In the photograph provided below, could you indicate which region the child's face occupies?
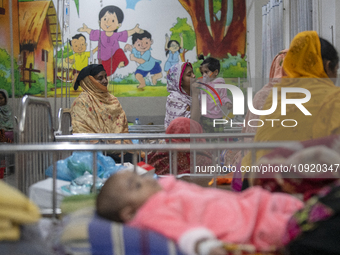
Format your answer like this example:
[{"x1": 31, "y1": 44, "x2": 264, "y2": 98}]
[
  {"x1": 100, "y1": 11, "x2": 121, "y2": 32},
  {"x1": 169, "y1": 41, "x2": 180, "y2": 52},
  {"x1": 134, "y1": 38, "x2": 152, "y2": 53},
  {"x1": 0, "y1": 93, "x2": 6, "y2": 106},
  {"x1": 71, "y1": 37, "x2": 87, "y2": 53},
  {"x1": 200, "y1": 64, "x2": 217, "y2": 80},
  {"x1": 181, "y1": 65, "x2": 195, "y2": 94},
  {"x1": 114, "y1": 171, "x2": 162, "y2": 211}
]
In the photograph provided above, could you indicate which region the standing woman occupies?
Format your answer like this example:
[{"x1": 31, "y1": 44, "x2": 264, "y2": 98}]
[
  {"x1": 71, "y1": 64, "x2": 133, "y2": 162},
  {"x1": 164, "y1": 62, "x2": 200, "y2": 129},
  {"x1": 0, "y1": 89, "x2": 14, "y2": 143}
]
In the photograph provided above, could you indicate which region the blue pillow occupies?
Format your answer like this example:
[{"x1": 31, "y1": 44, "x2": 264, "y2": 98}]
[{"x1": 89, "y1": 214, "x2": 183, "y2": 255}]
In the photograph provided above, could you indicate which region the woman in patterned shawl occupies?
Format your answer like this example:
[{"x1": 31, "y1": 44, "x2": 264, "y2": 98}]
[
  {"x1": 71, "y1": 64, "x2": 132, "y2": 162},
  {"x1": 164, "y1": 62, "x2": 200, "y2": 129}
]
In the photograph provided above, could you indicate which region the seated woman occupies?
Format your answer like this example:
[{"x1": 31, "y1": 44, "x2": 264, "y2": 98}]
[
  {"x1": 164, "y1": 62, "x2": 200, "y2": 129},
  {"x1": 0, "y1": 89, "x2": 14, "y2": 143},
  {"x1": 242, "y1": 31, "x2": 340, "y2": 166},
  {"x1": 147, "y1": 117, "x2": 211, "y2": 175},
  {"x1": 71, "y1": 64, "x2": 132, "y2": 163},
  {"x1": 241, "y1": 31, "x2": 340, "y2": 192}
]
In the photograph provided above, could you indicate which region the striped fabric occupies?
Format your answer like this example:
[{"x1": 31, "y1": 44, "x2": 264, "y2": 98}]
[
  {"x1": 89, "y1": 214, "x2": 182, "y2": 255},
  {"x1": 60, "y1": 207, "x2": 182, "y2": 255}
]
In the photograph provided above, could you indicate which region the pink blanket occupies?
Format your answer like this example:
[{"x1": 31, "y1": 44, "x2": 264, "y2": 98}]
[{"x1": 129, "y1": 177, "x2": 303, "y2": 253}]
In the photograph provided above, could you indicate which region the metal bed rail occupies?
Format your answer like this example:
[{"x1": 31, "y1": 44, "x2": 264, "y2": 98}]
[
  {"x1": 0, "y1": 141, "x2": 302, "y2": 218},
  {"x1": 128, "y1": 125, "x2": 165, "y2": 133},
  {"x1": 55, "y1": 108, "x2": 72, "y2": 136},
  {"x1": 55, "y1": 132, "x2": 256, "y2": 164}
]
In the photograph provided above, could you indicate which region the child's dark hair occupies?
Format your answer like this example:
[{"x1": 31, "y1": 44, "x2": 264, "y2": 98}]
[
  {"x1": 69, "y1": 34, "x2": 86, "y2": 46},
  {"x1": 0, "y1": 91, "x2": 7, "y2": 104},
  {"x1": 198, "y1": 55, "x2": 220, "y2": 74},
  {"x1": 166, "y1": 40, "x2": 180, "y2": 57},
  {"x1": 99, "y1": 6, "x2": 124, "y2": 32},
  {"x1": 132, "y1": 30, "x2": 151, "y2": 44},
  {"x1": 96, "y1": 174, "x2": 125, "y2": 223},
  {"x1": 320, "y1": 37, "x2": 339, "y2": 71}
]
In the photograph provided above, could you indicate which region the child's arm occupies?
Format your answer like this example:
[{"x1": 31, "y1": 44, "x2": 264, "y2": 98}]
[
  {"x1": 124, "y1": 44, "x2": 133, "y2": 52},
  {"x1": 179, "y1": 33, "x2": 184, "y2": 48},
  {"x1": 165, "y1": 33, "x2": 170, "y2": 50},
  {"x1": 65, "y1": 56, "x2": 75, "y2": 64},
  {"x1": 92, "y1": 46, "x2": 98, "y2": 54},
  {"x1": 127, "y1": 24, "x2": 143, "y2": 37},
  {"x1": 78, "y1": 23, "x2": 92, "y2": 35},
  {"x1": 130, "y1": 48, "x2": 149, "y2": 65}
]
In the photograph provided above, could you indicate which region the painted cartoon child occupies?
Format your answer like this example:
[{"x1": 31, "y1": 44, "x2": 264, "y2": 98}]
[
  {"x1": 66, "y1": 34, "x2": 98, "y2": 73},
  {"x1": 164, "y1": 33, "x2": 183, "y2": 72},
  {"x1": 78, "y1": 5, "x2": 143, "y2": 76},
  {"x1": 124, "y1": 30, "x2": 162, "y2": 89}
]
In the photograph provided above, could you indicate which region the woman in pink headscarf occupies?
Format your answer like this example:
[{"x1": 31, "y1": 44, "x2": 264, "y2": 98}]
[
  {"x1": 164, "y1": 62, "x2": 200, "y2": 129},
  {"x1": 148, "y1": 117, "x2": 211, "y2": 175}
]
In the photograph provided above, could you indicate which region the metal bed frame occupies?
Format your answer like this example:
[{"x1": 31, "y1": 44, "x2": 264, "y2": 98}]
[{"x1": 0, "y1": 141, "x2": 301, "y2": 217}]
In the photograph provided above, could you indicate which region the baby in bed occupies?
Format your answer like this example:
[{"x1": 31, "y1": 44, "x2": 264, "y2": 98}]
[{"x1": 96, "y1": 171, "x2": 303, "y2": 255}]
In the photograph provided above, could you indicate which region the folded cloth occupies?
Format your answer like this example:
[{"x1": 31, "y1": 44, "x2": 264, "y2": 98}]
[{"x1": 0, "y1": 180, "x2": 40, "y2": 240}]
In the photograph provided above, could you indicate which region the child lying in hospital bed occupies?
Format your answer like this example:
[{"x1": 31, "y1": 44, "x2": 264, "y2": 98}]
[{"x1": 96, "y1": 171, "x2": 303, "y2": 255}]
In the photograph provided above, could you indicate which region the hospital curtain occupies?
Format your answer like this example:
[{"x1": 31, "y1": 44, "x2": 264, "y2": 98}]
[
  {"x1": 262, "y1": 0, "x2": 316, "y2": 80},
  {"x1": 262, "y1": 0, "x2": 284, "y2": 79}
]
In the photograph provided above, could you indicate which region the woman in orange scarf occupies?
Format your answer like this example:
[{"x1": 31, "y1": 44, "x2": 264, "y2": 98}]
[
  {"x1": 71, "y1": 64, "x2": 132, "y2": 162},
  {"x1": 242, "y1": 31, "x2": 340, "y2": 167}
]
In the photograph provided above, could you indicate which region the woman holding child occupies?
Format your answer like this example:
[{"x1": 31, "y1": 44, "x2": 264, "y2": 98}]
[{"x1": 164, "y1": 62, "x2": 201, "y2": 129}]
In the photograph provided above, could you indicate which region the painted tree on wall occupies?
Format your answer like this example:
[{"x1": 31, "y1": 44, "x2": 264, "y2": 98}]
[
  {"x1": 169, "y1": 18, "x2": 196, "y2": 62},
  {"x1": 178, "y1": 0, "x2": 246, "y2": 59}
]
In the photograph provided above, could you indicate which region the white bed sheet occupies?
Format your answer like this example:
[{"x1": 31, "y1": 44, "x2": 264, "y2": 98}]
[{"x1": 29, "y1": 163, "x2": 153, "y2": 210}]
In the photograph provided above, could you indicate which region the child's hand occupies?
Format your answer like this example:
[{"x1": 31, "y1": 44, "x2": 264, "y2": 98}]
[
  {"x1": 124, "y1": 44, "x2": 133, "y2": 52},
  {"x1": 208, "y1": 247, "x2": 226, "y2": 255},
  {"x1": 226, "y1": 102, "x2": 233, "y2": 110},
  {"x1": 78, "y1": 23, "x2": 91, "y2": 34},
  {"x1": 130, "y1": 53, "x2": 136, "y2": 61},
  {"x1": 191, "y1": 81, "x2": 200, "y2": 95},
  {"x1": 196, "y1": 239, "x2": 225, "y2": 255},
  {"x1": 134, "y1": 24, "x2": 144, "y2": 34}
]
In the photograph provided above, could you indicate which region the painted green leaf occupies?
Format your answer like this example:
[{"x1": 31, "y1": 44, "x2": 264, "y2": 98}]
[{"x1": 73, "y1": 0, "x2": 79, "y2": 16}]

******************************

* TASK PROMPT: Count the lines of the listing above that include the word "pink" and state the total with nothing else.

* FINISHED TASK: 2